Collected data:
──────────────────────────────

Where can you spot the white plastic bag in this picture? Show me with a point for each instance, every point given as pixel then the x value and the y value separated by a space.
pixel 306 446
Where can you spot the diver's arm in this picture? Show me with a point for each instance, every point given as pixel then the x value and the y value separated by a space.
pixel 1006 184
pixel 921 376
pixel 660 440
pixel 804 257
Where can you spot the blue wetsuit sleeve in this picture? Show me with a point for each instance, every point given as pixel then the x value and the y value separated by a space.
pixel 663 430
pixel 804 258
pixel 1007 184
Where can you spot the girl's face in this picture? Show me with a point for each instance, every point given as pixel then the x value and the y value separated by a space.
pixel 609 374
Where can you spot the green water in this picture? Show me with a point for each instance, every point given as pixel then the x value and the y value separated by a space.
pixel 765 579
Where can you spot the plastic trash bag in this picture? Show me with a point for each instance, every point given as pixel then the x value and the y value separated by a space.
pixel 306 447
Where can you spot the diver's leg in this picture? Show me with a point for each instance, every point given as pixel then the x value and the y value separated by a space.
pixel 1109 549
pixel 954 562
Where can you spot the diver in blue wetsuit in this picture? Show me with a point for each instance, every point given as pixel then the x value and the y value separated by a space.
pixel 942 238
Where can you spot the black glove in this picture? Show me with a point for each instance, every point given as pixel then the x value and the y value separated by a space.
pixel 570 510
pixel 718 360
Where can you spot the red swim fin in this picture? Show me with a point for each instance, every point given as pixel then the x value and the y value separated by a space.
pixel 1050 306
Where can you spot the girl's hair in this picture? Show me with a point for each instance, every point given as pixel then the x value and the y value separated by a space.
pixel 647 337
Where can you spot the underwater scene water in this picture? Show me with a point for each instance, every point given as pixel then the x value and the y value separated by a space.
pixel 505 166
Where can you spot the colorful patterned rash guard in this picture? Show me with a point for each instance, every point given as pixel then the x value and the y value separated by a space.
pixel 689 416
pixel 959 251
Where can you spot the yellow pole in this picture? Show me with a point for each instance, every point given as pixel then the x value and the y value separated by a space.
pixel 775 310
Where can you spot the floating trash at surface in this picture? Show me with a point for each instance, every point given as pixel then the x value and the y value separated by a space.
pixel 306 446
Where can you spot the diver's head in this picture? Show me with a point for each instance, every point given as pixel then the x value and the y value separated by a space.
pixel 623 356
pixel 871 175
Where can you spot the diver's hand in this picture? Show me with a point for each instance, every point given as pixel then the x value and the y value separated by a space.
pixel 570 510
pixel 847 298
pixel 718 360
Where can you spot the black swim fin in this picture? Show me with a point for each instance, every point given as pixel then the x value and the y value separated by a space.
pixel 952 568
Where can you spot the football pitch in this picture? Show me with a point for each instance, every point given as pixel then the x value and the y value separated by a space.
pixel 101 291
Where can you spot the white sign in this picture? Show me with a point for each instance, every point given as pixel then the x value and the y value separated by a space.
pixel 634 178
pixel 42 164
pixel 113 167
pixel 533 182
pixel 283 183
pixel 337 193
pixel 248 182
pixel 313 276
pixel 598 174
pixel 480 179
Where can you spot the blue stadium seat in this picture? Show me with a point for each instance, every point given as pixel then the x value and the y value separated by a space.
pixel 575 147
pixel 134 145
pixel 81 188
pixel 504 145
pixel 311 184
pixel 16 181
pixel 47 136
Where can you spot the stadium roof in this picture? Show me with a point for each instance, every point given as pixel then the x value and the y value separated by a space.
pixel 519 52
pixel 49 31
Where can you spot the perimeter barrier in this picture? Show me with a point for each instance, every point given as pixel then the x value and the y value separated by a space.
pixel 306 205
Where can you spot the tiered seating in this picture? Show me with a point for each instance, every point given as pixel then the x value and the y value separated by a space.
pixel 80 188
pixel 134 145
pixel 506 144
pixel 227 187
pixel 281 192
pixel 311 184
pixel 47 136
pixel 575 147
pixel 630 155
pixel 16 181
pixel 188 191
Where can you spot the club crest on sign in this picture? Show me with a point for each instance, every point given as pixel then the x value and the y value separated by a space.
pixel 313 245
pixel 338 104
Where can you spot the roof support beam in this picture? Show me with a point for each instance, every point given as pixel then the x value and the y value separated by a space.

──────────────────────────────

**PROBLEM DESCRIPTION**
Write out a word-for-word copy of every entry above.

**ANSWER TO THE EXERCISE**
Where can you spot the white plastic bag in this picture? Show me with a point for each instance, every point given as pixel then the x value and the y value separated by a space.
pixel 306 446
Where can you spot the diver's arm in this picture? Show me with a point for each instance, every point given as pixel then the x value and the y value separated by a space.
pixel 1006 184
pixel 921 376
pixel 660 440
pixel 804 257
Where can you spot the blue wetsuit sleeve in this picture? Show me with a point for each instance, every point given as pixel then the x value and the y value separated by a space.
pixel 663 430
pixel 804 258
pixel 1007 184
Where can you spot the girl's face in this picture? Show me with a point for each instance, every point given as pixel then the x value and the y value separated by a space.
pixel 609 374
Where can you spot the green water in this picture? Show me with a point for each instance, every point given as pixel then the x value and the y value separated by a space.
pixel 765 579
Where can you spot the plastic trash bag in this picture? Show me with a point for each instance, every point given as pixel then the x value and the y value separated by a space.
pixel 306 447
Where can you spot the diver's leg in this picture? Show me with a point for each instance, every point given as pixel then the x value and the y value separated by a space.
pixel 1109 549
pixel 954 562
Where can you spot the diver in blue wetsuit in this picture? Show me with a point for each instance, every point given as pixel then the x value and the y value separated by a space.
pixel 942 238
Where can you spot the black glove in this picture? Show me with a point for each instance, every point given as pixel then the x value and the y value separated by a space.
pixel 570 510
pixel 718 360
Where can you spot the red swim fin in this picture? Show me with a point for each instance, every point given as pixel then the x value and the y value separated by a space.
pixel 1050 306
Where can you spot the girl's hair in this picture? Show me with a point for each instance, every point given as pixel then the x value and the y value separated by a space.
pixel 647 337
Where can you spot the underwater scene water in this picture? Show me with a point for each instance, every point given as pixel then the x value and the y value separated by a space.
pixel 505 166
Where can you spot the colorful patterned rash guard in this picture? Show me with a point for each instance, every point given as pixel then the x value and the y value separated by a space.
pixel 689 416
pixel 959 251
Where can you spot the yellow pole in this picture? Show me with a point for each instance, every point given as pixel then the x value and the y value separated by a space.
pixel 775 310
Where can you spot the floating trash at surface in this picture? Show me with a point for each instance, every point given as pixel then the x value and the y value separated by a space.
pixel 306 446
Where can you spot the diver's head in this picture? Show me with a point for each instance, every point given as pixel then the x value and the y value separated by a space.
pixel 623 356
pixel 871 175
Where can you spot the diver's hand in this picture? Show me with a point for each instance, every point given as pixel then the x value and the y value separated by a space.
pixel 570 510
pixel 847 298
pixel 718 360
Where can you spot the black swim fin in this picture? Show me with a point for each instance, every point given as pixel then the x value and the y value separated by a space.
pixel 952 568
Where can you spot the football pitch in this picture? Show me with a point for each instance, every point given as pixel then the x value and the y value separated by a space.
pixel 101 291
Where can you spot the white sign in this picture? Show me with a point for each instance, every point given as pixel then the x value and the y value separated by a space.
pixel 634 178
pixel 42 164
pixel 113 167
pixel 533 182
pixel 283 183
pixel 337 193
pixel 248 182
pixel 313 276
pixel 598 174
pixel 480 179
Where can you spot the blue stadium seat in this picture? Show me with a point for each instance, every point given as pixel then the x value and the y value separated by a space.
pixel 575 147
pixel 134 145
pixel 81 188
pixel 504 145
pixel 311 184
pixel 16 181
pixel 47 136
Where can you spot the stadium roof in this picture? Show me with a point for each instance, every point given as pixel then the x value and the y value separated by a space.
pixel 519 52
pixel 49 31
Where can you spot the perimeter barrier in this picture? Show me with a point for each instance, every point given as pixel then the x value and the y value separated by a space.
pixel 306 205
Where can you spot the tiered seating in this picture? Show me with a point for each instance, every point given as pixel then the x value and the y value separated by a space.
pixel 80 188
pixel 134 145
pixel 506 144
pixel 227 187
pixel 281 192
pixel 311 184
pixel 47 136
pixel 575 147
pixel 630 155
pixel 16 181
pixel 188 191
Where can you spot the club crest on sign in this picture? Show me with a point for each instance, every point given as pixel then the x value and the y value separated by a space.
pixel 313 245
pixel 338 104
Where can you spot the roof support beam in this picture? Show me with a point for each instance, every point given as pixel then the x value and the y value separated by a space.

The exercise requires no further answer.